Written instruction - Could you copy the stretch of material below from the line containing "If you could point at the dirt" through its final line, swapping "dirt path" for "gravel path" and leaving everything else as it is? Return only those lines.

★ ★ ★ ★

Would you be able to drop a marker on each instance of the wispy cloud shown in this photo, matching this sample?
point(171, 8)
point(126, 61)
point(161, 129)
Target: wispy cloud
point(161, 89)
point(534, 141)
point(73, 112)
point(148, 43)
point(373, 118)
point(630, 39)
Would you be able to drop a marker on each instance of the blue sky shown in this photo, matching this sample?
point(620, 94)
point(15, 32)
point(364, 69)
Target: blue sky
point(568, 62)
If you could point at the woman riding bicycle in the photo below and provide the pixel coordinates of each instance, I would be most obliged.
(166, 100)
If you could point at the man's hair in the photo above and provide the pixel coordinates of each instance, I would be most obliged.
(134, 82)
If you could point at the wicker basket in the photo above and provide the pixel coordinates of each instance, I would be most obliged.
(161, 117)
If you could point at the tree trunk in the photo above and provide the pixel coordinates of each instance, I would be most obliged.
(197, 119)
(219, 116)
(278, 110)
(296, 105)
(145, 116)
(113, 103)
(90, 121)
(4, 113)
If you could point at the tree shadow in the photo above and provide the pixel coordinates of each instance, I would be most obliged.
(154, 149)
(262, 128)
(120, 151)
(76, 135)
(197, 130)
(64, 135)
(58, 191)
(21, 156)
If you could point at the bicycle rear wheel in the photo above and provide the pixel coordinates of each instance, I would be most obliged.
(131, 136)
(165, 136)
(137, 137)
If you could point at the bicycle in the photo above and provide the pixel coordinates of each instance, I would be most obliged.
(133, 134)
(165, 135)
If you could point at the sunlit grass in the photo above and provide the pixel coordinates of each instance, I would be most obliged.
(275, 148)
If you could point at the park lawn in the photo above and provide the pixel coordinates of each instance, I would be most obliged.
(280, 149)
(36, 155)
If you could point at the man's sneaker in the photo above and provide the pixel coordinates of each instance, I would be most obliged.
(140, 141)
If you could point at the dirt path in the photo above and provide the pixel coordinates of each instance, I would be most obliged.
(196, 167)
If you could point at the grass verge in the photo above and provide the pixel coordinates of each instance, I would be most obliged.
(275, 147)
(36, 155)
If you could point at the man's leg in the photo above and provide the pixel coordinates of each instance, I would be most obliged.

★ ★ ★ ★

Written solution -
If you could point at the gravel path in the photo above and provide the pixel coordinates of each instance, I would be most obliged.
(196, 167)
If you could point at the grass verge in the photo above and provide the pixel coordinates of each instance, I would be most obliged.
(275, 147)
(36, 155)
If you could point at the man's leg in the photo above and provide the pixel coordinates of each instance, I would be most obliged.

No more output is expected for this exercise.